## ASSIGNED TASK:
Write out the text on ticks word for word, starting at "Where to Find" and stopping after "a new host.".

The return of the soggy weather is also prime time for a second wave of Lyme disease symptoms to arise, but that doesn’t mean that ticks are dormant. In many milder places they remain active all winter, only you’re less likely to be rambling through the forests in shorts when it’s close to zero outside. So where do ticks live and how can you best avoid them all year round?
Where to Find Ticks
Ticks are not fans of hot, dry, exposed areas and are found, instead, in tall grasses, forest undergrowth, and lawns, stone walls, flower beds and orchards. If there is shade, dense shrubbery that stays humid all day, and a local population of white footed mice, deer, or migratory birds then there are likely to be ticks not too far away.
When they’re looking for a meal, ticks will stray from the damp bush and climb up to the tips of taller grasses that overhang paths where animals (including us humans) may pass. This is why tick-avoidance emphasises sticking to the centre of paths and limiting exposure to overhanging shrubbery and plant life. Ticks may also be lurking in leaf mulch on the ground, having fallen off the fur of a previous host animal and lying in wait for a new host.

## DATA PROVIDED:

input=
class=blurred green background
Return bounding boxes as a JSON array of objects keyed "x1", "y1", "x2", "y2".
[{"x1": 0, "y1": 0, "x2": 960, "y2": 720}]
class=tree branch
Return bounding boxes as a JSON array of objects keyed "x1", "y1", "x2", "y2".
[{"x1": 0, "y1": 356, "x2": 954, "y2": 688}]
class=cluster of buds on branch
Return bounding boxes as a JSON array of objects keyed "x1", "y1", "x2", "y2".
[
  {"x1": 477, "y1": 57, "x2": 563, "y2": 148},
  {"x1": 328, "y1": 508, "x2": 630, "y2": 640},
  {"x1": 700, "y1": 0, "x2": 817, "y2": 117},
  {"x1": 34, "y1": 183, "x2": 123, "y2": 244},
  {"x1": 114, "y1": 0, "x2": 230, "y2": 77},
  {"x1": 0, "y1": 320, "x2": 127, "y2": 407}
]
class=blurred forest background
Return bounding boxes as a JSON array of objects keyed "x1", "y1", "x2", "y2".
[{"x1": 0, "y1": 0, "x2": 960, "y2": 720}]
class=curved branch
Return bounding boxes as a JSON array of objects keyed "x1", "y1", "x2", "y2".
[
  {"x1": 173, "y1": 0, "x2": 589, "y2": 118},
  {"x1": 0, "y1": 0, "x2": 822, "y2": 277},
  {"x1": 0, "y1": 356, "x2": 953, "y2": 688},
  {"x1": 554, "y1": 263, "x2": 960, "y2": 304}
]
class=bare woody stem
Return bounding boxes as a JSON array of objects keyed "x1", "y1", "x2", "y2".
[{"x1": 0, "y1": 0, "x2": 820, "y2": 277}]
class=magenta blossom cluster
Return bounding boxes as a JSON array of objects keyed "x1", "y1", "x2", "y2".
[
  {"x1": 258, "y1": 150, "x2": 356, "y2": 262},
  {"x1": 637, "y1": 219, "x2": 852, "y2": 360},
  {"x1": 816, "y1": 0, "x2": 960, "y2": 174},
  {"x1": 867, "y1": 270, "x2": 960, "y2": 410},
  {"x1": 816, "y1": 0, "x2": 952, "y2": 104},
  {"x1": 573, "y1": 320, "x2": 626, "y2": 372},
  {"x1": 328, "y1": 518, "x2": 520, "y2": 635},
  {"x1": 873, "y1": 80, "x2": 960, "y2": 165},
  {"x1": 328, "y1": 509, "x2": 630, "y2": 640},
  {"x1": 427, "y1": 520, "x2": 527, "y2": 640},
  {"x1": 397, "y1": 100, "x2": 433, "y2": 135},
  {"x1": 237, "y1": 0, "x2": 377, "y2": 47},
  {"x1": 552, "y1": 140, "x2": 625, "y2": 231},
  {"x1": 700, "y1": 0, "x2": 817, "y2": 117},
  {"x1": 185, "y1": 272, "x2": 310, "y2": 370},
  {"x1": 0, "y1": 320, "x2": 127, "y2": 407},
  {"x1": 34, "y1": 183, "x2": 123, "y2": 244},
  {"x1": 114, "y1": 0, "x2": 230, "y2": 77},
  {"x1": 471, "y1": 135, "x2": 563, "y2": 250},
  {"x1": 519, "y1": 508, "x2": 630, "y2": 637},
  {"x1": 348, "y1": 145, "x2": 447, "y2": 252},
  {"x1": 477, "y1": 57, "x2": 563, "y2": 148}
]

## ANSWER AREA:
Where to Find Ticks
Ticks are not fans of hot, dry, exposed areas and are found, instead, in tall grasses, forest undergrowth, and lawns, stone walls, flower beds and orchards. If there is shade, dense shrubbery that stays humid all day, and a local population of white footed mice, deer, or migratory birds then there are likely to be ticks not too far away.
When they’re looking for a meal, ticks will stray from the damp bush and climb up to the tips of taller grasses that overhang paths where animals (including us humans) may pass. This is why tick-avoidance emphasises sticking to the centre of paths and limiting exposure to overhanging shrubbery and plant life. Ticks may also be lurking in leaf mulch on the ground, having fallen off the fur of a previous host animal and lying in wait for a new host.